§ Данный отрывок
Выбрать главу

"Плясала ученица вселукавого диавола и голову твою, Предтеча, взяла в награду. О, кровавый пир! Лучше бы тебе не клясться, беззаконный Ирод, сын лжи! Если же и поклялся, но не о добром деле, лучше тебе было солгать и получить жизнь, чем, исполнив клятву, отсечь голову Предтечи. Но мы величаем и по достоинству почитаем Крестителя, большего всех, рожденных женщинами".

Стихира на "Господи, воззвах", глас 6
Из службы Усекновения главы честнаго славного Пророка Предтечи и Крестителя Иоанна
ОБ ИРОДЕ И ИОАННЕ КРЕСТИТЕЛЕ

Обед был у царя или, правильнее говоря, у тирана, в день рождения Ирода, скверной лисицы, хитрого зверя, запятнанного кровью. Когда пир начался и все собрались, чтобы выпить вина, является на пир танцовщица; постыдное зрелище и негодное, жалкое, если бы она даже выступала в театре и на сцене, не говоря уже о царском пире. Хочешь ты знать, насколько постыдно было зрелище на этом пиру? Танцовщица — из царского рода, дочь Иродиады: род царский — и поведение танцовщицы! Это та самая Иродиада, которая не удержала себя в границах природы, которая была в замужестве за Филиппом, а жила вместе с Иродом.

Загадка — то, что я говорю, но конец необузданности обыкновенно приводит к разрешению загадок. И Ирод, оставив память о брате и весь сделавшись рабом невоздержания, был хотя и царем иудеев, но больше был царем удовольствий. Может быть, так и должно было быть: каковы подданные, таковы и правители.

§ Что сделать
1. Выпишите всех людей, которые в отрывке об Ироде и Иоанне Крестителе названы по имени.
2. Перескажите короче, в виде списка, абзац из отрывка об Ироде и Иоанне Крестителе, который начинается со слов «Обед был у царя», и сохраните главные факты.
3. Подхватите рассказ об Ироде и Иоанне Крестителе и продолжите его сразу после последнего предложения.
Строки, которые идут дальше, для работы не понадобятся.

§ Исходные данные
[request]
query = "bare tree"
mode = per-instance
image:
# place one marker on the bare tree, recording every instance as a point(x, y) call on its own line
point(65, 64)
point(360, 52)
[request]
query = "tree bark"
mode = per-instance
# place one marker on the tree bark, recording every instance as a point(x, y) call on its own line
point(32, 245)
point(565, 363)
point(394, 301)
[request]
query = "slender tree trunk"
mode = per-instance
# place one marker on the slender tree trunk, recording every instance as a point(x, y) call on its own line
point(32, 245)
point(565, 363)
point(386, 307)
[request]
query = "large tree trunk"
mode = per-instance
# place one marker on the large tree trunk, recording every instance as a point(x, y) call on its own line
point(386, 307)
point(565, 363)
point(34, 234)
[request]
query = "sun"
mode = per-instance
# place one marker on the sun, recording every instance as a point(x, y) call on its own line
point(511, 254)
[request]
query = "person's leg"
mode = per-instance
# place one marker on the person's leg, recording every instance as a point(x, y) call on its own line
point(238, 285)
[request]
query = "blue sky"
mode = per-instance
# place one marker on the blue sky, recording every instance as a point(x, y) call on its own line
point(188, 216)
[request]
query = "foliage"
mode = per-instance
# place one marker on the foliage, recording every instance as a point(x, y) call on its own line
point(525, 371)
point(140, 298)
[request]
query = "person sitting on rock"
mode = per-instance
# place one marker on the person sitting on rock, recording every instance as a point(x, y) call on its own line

§ Готовые ответы
1. Ирод, Иоанн, Иродиада, Филипп.

2.
- Ирод устроил обед в свой день рождения; автор называет его тираном, скверной лисицей и хитрым зверем, запятнанным кровью.
- Когда пир начался и все собрались пить вино, на пир вышла танцовщица.
- Такое зрелище было бы постыдным даже в театре, а на царском пиру тем более.
- Танцовщица была из царского рода, дочерью Иродиады.
- Иродиада была замужем за Филиппом, а жила с Иродом.

3.
Из‑за этого‑то сожительства великий, больший, чем пророк, Иоанн смело обличал Ирода в невоздержании: поистине он даже больше пророка! Ведь всякий пророк только тогда удостаивался пророческого дара, когда достигал зрелого возраста; а некоторые даже и много позднее. Один только Иоанн, будучи еще шести месяцев в утробе матери и питаясь сообразно с законами природы, при содействии Бога, во время приветствия матери взыграл, несовершенный членами, но совершенный верою. Он увидел присутствующую Матерь Владыки, но стесняется охраною чрева и радостно играет; так как он еще не мог говорить и, не имея языка, не мог еще и издавать и звука, он, воспользовавшись языком матери, пророчествует и говорит чрез Елизавету. Иоанн из утробы подсказывает матери слова. Итак, не справедливо ли называется он большим, чем пророк? И вот этот пророк, и более чем пророк, не потерпел постыдного сожительства, но с дерзновением выступил на защиту попираемого целомудрия.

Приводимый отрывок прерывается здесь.